— Problem description —
Copy out the rows from the line containing "point: green foliage" through the line containing "column 695, row 759", changing nothing.

— Point labeling examples —

-- Begin --

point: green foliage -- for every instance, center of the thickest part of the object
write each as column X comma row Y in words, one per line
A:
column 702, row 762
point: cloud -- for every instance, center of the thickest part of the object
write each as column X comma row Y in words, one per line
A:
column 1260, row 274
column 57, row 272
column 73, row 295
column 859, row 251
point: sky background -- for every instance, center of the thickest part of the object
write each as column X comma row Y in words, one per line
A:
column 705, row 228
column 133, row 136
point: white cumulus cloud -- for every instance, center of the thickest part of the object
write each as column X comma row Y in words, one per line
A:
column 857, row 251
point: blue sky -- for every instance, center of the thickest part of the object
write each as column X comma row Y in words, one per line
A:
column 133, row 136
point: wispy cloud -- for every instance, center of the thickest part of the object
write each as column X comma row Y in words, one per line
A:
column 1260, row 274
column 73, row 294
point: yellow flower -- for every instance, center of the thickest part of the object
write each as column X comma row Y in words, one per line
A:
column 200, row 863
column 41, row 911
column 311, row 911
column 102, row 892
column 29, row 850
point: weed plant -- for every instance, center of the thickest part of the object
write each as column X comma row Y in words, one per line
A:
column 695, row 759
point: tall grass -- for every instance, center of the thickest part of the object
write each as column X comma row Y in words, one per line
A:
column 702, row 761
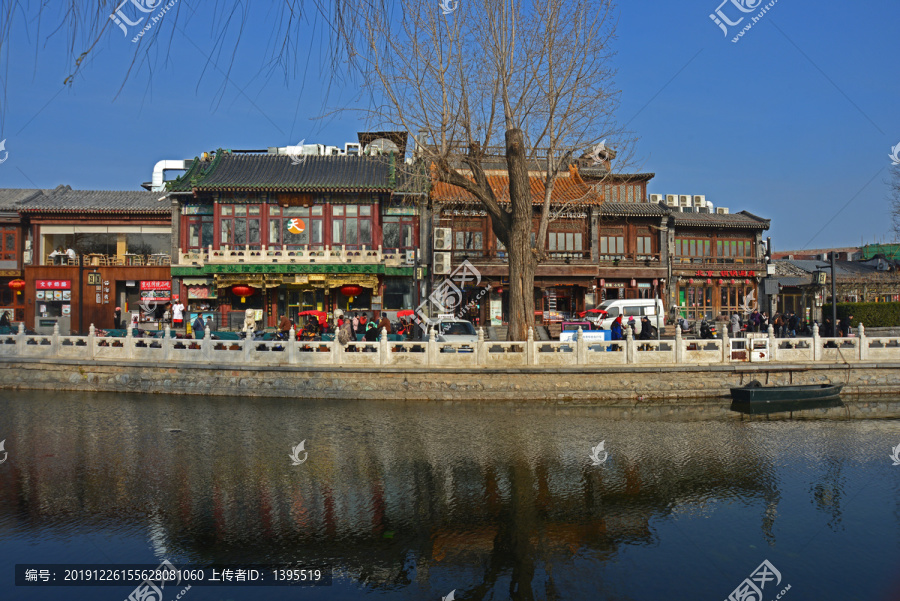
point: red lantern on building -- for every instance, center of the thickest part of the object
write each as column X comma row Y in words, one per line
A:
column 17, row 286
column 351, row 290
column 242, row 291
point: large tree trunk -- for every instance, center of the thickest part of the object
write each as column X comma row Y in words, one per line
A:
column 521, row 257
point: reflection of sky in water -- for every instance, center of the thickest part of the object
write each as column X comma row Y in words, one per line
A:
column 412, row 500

-- End --
-- Begin --

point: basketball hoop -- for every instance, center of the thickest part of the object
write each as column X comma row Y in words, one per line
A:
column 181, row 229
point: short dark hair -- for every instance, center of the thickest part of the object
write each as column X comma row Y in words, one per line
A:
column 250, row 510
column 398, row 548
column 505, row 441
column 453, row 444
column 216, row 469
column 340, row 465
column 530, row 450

-- End --

— Result of the exercise —
point: green foliage -- for every instance, center of the thickest part of the object
write each as column X comma row Y in words, one per line
A:
column 702, row 762
point: cloud -- for every instance, center of the thickest part of the object
write each as column X comma row Y in words, one per line
A:
column 1260, row 274
column 57, row 272
column 73, row 295
column 859, row 251
point: sky background -- for every instance, center of the thickest part of the object
write each as column X comma row Y in words, one per line
A:
column 705, row 228
column 133, row 136
point: white cumulus cloud -- for every instance, center of the thickest part of the object
write each as column X comma row Y in words, one per line
A:
column 857, row 251
point: blue sky -- for every instance, center of the thickest part of the object
write each as column X comma row Y in words, one per line
A:
column 133, row 136
point: wispy cloud -- for every instance, center of the thickest part of the object
write each as column X comma row Y in words, one per line
A:
column 1260, row 274
column 73, row 294
point: yellow flower -- for every instance, center of the thickest part of the object
write each as column X comma row Y in words, one per line
A:
column 200, row 863
column 41, row 911
column 311, row 911
column 102, row 892
column 29, row 850
point: weed plant -- for every instance, center of the thickest part of the object
write each as column X comma row Y in words, one per line
A:
column 695, row 759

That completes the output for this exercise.